## begin RECORDS TO USE

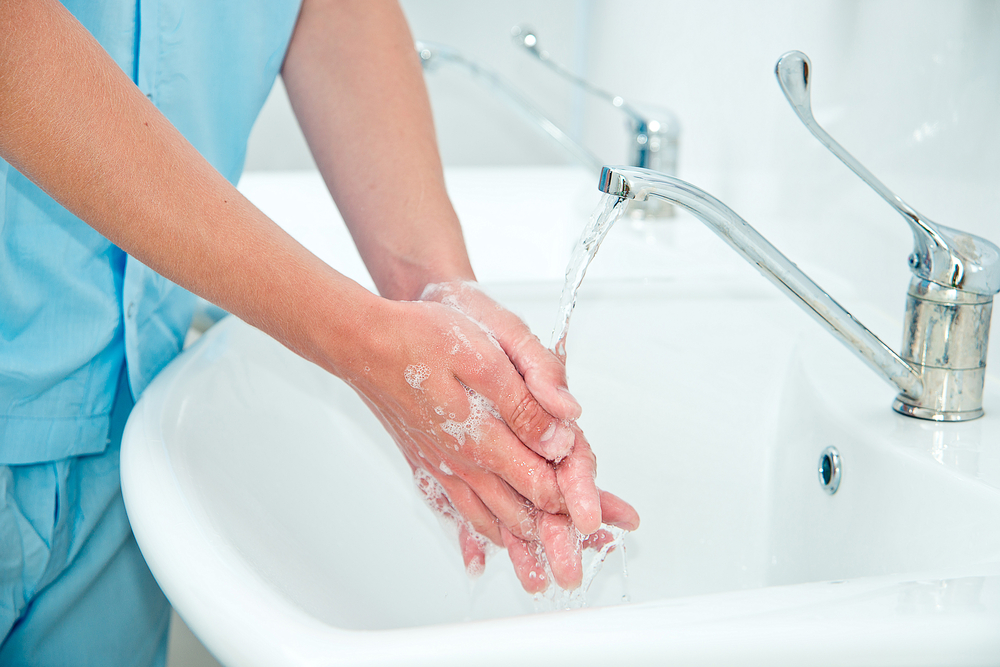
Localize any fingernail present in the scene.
[539,420,576,460]
[557,387,583,419]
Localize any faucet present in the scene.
[599,51,1000,422]
[510,25,680,219]
[510,25,680,181]
[414,41,604,173]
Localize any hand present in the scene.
[336,300,577,564]
[422,282,639,592]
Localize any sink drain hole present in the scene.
[819,447,840,495]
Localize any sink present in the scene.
[122,167,1000,666]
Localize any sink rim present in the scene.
[122,302,1000,664]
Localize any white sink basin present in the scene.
[122,168,1000,666]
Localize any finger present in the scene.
[458,524,486,578]
[458,366,575,461]
[414,468,503,546]
[600,491,639,530]
[439,381,566,525]
[469,295,583,420]
[449,461,538,540]
[556,428,602,535]
[500,527,549,593]
[583,528,615,553]
[538,513,583,590]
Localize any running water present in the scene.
[535,195,630,611]
[534,524,632,612]
[550,195,628,361]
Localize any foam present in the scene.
[441,383,501,446]
[403,364,431,391]
[413,467,499,578]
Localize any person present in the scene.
[0,0,638,666]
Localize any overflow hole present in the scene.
[818,447,840,495]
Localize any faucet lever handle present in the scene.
[774,51,1000,295]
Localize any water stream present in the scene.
[535,195,629,611]
[550,195,628,361]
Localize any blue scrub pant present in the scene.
[0,370,170,667]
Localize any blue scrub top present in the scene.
[0,0,299,465]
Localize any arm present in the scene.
[0,0,636,592]
[282,0,636,580]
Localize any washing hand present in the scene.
[422,282,639,592]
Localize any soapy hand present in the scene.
[337,283,638,592]
[422,282,639,592]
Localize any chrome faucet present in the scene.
[414,41,604,173]
[600,51,1000,421]
[510,25,680,176]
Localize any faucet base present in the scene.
[892,396,983,422]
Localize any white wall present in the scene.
[247,0,1000,311]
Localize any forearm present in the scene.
[282,0,474,299]
[0,0,375,376]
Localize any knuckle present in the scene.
[508,394,552,441]
[531,464,563,514]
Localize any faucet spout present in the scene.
[599,167,924,408]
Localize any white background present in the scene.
[170,0,1000,665]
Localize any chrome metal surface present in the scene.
[510,25,680,176]
[599,167,993,421]
[775,51,1000,296]
[817,447,841,496]
[414,41,603,173]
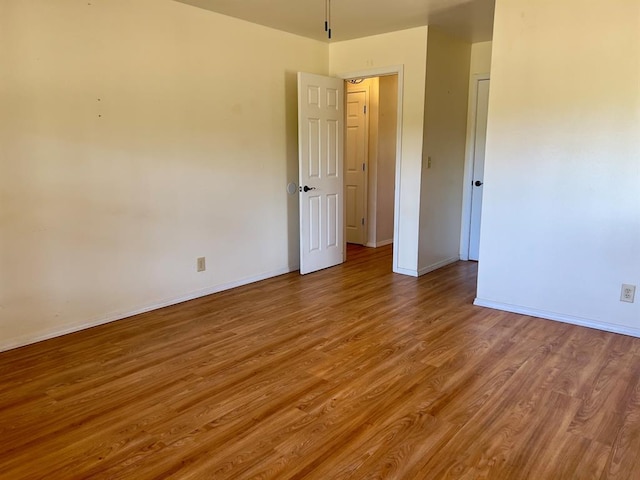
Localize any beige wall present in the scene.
[477,0,640,330]
[470,42,492,75]
[419,28,471,274]
[376,75,398,245]
[329,27,428,275]
[0,0,328,349]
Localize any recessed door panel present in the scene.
[308,118,322,178]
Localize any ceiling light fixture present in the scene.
[324,0,331,40]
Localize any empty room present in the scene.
[0,0,640,480]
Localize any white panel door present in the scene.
[345,87,369,245]
[298,73,345,274]
[469,79,489,261]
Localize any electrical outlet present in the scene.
[620,283,636,303]
[196,257,207,272]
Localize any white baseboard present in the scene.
[0,265,298,352]
[393,267,418,277]
[418,257,460,276]
[376,238,393,248]
[365,238,393,248]
[473,298,640,337]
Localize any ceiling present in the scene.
[176,0,495,43]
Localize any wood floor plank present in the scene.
[0,246,640,480]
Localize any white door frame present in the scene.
[344,82,371,245]
[460,73,490,260]
[336,65,404,272]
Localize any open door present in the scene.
[298,73,344,274]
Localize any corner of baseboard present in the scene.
[473,297,640,338]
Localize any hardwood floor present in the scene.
[0,247,640,480]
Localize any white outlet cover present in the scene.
[620,284,636,303]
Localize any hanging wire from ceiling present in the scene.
[324,0,331,40]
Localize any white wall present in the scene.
[0,0,328,349]
[376,75,398,245]
[329,27,428,275]
[477,0,640,335]
[419,28,471,274]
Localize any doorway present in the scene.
[460,74,490,261]
[345,74,399,248]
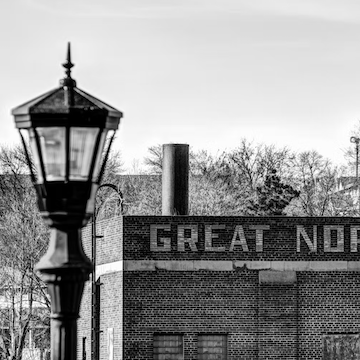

## end RECORDS TO USE

Please pull every line of the material above into your answer without changing a character, and leave out the pictures.

Localize any fingernail present in the scene.
[539,420,576,460]
[557,387,583,419]
Localize any faucet present in the scene.
[599,51,1000,422]
[510,25,680,219]
[510,25,680,181]
[414,41,604,173]
Localize any hand present in the scene.
[336,300,577,564]
[422,282,639,592]
Localize any sink drain hole present in the scene.
[819,447,840,495]
Localize any sink present in the scene.
[122,167,1000,666]
Localize any sink rim present in the scene.
[122,302,1000,664]
Localize any white sink basin present in the scene.
[122,168,1000,666]
Localize any finger present in the scene.
[458,524,486,578]
[458,366,575,461]
[414,468,503,546]
[600,491,639,530]
[439,381,566,525]
[469,295,583,420]
[449,461,538,540]
[556,428,602,535]
[500,527,549,593]
[583,528,615,553]
[538,513,583,590]
Localize any running water present in the scene.
[535,195,630,611]
[534,524,632,612]
[550,195,628,361]
Localize any foam present in the scene.
[441,383,501,446]
[403,364,431,391]
[413,467,499,578]
Localize any person present in the scene.
[0,0,638,666]
Localize any overflow hole present in the scene.
[818,447,840,495]
Localize any faucet lever handle present in the scene.
[774,51,1000,295]
Localize any water stream present in the scene.
[535,195,629,611]
[550,195,628,361]
Localize any blue scrub pant present in the scene.
[0,370,170,667]
Localize any blue scrub top present in the scene.
[0,0,299,465]
Localize any arm present in the scene.
[0,0,636,592]
[282,0,636,580]
Localize any washing hand present in the scene.
[422,282,639,592]
Localize any soapy hand present in the scene.
[337,283,638,592]
[422,282,639,592]
Localize any chrome faucet present in the scene.
[414,41,604,173]
[600,51,1000,421]
[510,25,680,176]
Localize any faucet base present in the scene.
[892,396,983,422]
Localize any white wall present in the scene.
[247,0,1000,311]
Localize any forearm present in the scene.
[282,0,474,299]
[0,0,375,376]
Localize any knuckle present in the scene.
[508,394,552,441]
[531,464,563,514]
Localize any faucet spout present in the scene.
[599,167,924,408]
Localize any white background present in the scene.
[170,0,1000,665]
Localize any chrome metal surface present in the scene.
[510,25,680,176]
[599,167,993,421]
[775,51,1000,296]
[817,447,841,496]
[414,41,603,173]
Localize any beige wall present in the scene.
[477,0,640,330]
[470,42,492,75]
[419,28,471,274]
[376,75,398,245]
[329,27,428,275]
[0,0,328,349]
Localize any recessed door panel present in the scene.
[308,118,322,178]
Localize any ceiling light fixture present in the scene.
[324,0,331,40]
Localize any empty room present in the scene.
[0,0,640,480]
Localize any white panel door present in the scene.
[345,87,369,245]
[298,73,345,274]
[469,79,489,261]
Localize any electrical outlet present in the scene.
[620,283,636,303]
[196,257,207,272]
Localize any white baseboard present in the scene.
[0,265,298,352]
[393,267,418,277]
[418,257,460,276]
[376,238,393,248]
[365,238,393,248]
[473,298,640,337]
Localize any ceiling present in the scene.
[176,0,495,43]
Localize any wood floor plank present in the scene.
[0,246,640,480]
Localize any white door frame present in the scene.
[344,82,371,245]
[460,73,490,260]
[336,65,404,272]
Localize any open door present in the scene.
[298,73,344,274]
Localize any corner of baseboard present in the scene.
[473,297,640,338]
Localize any hardwood floor present in the scene.
[0,247,640,480]
Localize any white outlet cover present in the scene.
[620,284,636,303]
Localize any hanging wire from ceiling present in the scene.
[324,0,331,40]
Localize any white wall present in the scene.
[0,0,328,349]
[376,75,398,245]
[329,27,428,275]
[477,0,640,335]
[419,28,471,274]
Localize any doorway present in the scene.
[460,74,490,261]
[345,74,399,248]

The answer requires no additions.